- _EXERCISE DETAILS_
In the entries below, work out how many lines include "format", and write only that number.

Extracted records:
_____

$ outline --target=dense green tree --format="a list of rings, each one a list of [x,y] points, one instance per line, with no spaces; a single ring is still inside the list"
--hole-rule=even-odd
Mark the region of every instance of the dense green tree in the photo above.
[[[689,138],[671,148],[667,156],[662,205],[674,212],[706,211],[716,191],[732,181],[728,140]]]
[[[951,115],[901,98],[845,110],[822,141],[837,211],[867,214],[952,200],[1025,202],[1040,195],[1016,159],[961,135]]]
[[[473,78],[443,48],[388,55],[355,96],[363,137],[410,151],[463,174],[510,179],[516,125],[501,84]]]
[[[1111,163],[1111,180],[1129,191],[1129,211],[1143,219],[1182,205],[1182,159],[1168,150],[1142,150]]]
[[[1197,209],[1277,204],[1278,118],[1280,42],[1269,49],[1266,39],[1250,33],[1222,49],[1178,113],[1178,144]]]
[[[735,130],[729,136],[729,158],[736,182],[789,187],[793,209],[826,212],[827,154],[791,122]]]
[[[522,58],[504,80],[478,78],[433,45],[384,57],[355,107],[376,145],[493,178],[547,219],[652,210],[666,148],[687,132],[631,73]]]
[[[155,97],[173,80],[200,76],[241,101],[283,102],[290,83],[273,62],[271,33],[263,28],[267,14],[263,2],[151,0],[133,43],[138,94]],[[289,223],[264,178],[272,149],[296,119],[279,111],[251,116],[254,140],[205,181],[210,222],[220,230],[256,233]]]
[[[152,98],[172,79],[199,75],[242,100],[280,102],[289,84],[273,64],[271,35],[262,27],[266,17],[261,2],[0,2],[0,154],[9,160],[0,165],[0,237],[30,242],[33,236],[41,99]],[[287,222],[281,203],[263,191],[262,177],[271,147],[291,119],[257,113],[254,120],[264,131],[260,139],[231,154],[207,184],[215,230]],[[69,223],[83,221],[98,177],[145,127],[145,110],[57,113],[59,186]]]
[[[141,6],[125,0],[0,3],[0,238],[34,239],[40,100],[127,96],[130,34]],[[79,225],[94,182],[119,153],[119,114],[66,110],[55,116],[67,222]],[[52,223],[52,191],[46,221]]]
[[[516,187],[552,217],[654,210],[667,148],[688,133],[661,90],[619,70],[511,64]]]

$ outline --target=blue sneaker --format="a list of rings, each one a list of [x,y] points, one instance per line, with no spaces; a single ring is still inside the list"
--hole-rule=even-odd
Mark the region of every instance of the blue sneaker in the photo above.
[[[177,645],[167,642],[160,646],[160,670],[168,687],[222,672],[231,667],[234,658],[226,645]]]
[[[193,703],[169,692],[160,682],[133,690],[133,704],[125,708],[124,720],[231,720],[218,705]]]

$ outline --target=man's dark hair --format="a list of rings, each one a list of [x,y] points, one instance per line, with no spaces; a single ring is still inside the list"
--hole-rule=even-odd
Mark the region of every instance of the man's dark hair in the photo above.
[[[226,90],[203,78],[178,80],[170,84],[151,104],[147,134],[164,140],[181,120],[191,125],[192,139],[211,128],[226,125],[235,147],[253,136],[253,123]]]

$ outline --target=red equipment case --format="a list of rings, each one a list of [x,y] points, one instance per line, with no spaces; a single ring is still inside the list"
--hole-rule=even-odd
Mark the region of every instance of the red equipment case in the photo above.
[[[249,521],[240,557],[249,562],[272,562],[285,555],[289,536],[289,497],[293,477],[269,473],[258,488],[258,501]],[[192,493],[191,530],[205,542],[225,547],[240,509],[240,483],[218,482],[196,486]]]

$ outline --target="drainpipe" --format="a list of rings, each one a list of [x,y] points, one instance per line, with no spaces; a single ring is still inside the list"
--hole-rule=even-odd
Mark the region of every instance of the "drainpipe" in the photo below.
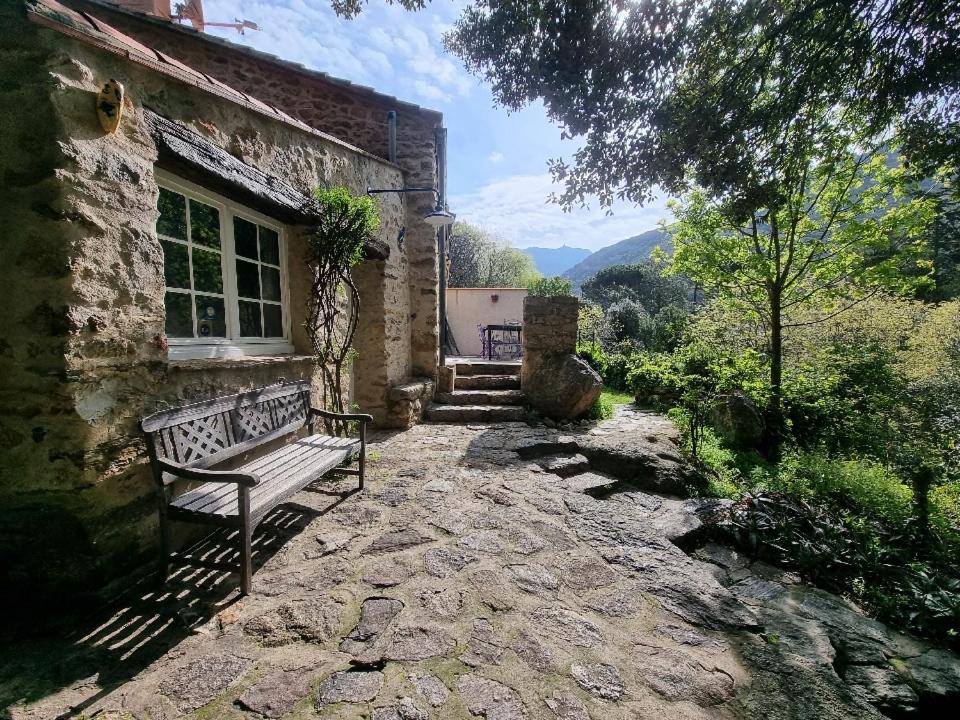
[[[387,160],[397,162],[397,111],[387,113]]]
[[[437,146],[437,204],[447,209],[447,129],[434,129]],[[450,228],[441,227],[437,233],[440,256],[440,367],[447,363],[447,237]]]

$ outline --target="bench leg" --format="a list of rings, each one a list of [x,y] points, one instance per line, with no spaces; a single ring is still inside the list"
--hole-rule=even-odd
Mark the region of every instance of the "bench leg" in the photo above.
[[[240,594],[249,595],[253,587],[253,527],[250,522],[250,490],[239,488],[240,502]]]
[[[160,585],[165,585],[170,576],[170,521],[167,518],[167,504],[160,504]]]
[[[358,465],[360,467],[360,489],[363,490],[364,473],[367,469],[367,424],[365,422],[360,423],[360,459]]]

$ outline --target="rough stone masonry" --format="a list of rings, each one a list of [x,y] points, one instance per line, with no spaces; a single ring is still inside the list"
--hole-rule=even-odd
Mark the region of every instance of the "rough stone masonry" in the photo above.
[[[572,296],[523,300],[520,389],[535,410],[554,420],[579,417],[603,389],[600,376],[576,354],[579,310]]]
[[[168,356],[155,230],[159,158],[145,108],[301,193],[345,185],[359,194],[411,180],[398,166],[264,112],[262,104],[232,102],[31,22],[25,7],[0,4],[8,78],[0,83],[7,223],[0,243],[0,584],[17,588],[6,600],[75,604],[154,561],[155,490],[140,417],[280,378],[316,385],[302,330],[309,288],[302,227],[287,228],[293,354]],[[113,134],[95,113],[107,78],[127,89]],[[355,98],[350,107],[361,112]],[[404,152],[413,163],[416,152]],[[435,165],[432,147],[422,160],[417,178]],[[410,224],[403,198],[382,196],[380,209],[377,239],[390,253],[356,269],[354,385],[363,410],[390,424],[389,389],[429,365],[430,343],[420,334],[431,322],[436,334],[429,309],[437,298],[430,271],[436,251],[432,236],[428,242],[409,232],[400,248],[400,229]],[[408,422],[409,415],[398,417]]]
[[[229,576],[184,570],[166,593],[72,619],[72,635],[8,643],[0,712],[950,716],[955,654],[701,545],[717,501],[673,494],[689,472],[675,441],[666,418],[633,410],[569,433],[505,423],[375,436],[364,493],[344,494],[352,479],[318,483],[261,526],[253,595],[231,602]],[[545,469],[578,454],[578,473]]]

_____

- _THE COMPLETED TASK_
7